- Supplied information:

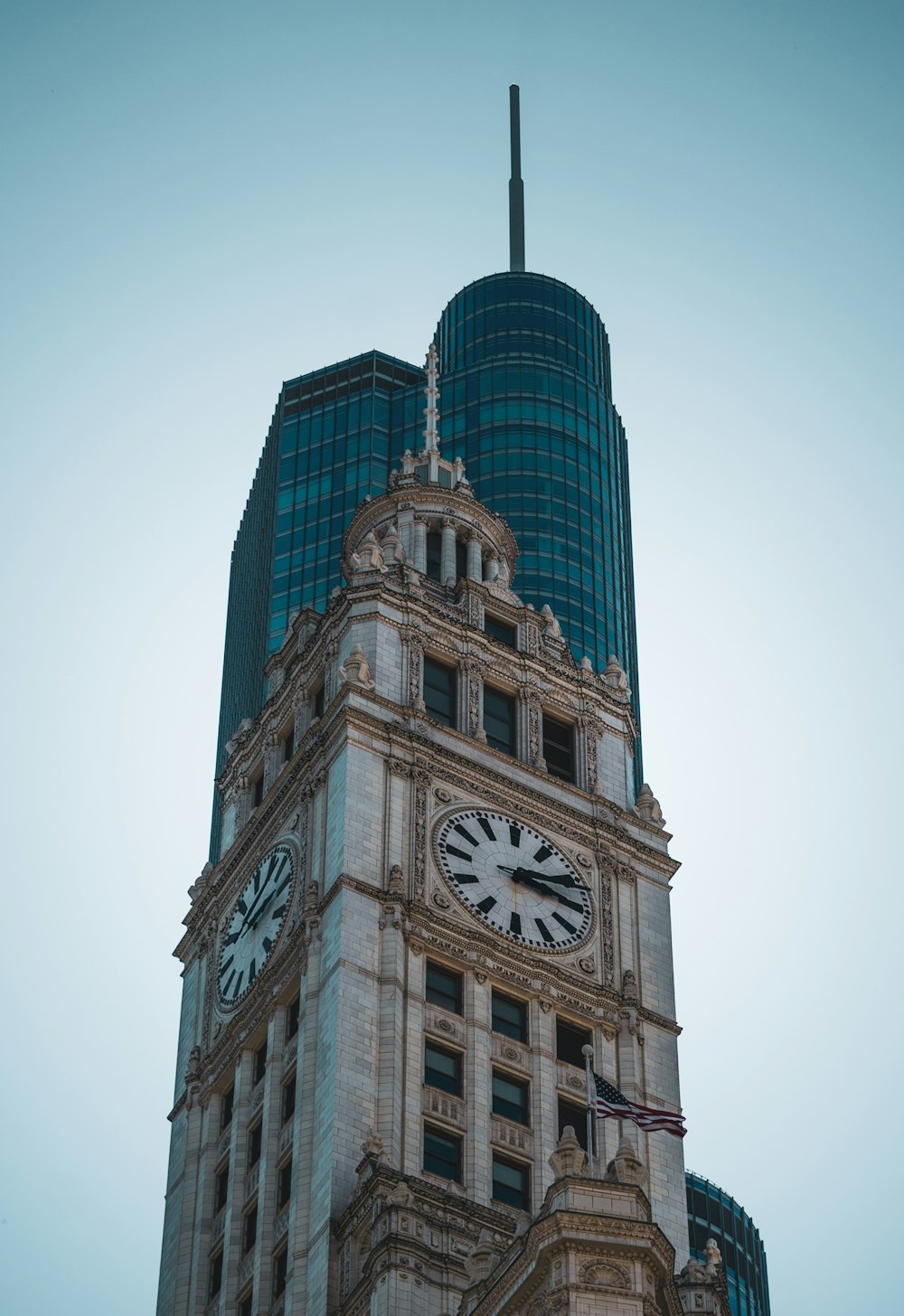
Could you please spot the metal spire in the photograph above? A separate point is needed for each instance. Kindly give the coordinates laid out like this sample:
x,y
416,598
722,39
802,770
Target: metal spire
x,y
514,186
432,392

- Task requirements: Repeat the entries verbatim; no pictures.

- Solution:
Could you please spot the metal spire in the photograph above? A separate point is needed for each instance. Kindly give the coordinates laid out like this sample:
x,y
416,598
722,39
802,770
Target: metal spire
x,y
514,186
432,392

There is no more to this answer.